:: Task brief ::
Only one stretch of the records below is wanted: the lines from the one holding "Target: sky" through the one holding "pixel 548 23". Return it exactly, both ends included.
-.-.-
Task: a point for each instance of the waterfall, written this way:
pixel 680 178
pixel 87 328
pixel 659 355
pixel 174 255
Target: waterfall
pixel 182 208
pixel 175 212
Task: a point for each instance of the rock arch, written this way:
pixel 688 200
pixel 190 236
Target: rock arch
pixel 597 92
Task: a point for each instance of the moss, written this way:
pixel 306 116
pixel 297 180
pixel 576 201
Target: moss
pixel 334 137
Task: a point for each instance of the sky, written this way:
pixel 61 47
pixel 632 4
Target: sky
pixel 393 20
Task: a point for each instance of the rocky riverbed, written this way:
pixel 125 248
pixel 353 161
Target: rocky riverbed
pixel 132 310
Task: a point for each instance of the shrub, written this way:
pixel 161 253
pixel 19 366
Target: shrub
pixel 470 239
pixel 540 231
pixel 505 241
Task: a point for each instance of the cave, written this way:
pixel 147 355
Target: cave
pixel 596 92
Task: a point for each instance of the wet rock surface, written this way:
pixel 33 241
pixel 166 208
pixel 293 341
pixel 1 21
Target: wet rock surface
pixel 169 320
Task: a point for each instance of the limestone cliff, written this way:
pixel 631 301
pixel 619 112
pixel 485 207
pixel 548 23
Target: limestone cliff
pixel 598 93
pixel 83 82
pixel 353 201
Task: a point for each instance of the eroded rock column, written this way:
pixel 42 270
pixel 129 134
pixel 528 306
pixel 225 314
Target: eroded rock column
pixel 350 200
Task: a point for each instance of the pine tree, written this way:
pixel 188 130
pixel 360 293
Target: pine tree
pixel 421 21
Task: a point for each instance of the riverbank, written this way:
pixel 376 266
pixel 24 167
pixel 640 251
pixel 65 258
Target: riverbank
-.-.-
:: Expected output ::
Target: sky
pixel 393 20
Task: a point for each instance of the rocky riverbed, written this way:
pixel 125 248
pixel 353 161
Target: rocky riverbed
pixel 132 310
Task: a point for each instance of the shrub, written this way:
pixel 161 253
pixel 19 366
Target: shrub
pixel 470 239
pixel 540 231
pixel 505 241
Task: a point for each instance of the cave, written this way:
pixel 147 355
Target: cave
pixel 596 92
Task: a point for each instance of the wet rock surface, written this way:
pixel 33 241
pixel 166 208
pixel 293 341
pixel 1 21
Target: wet rock surface
pixel 169 320
Task: a point for each instance of the limestone cliff, written this way:
pixel 631 301
pixel 619 112
pixel 485 207
pixel 548 23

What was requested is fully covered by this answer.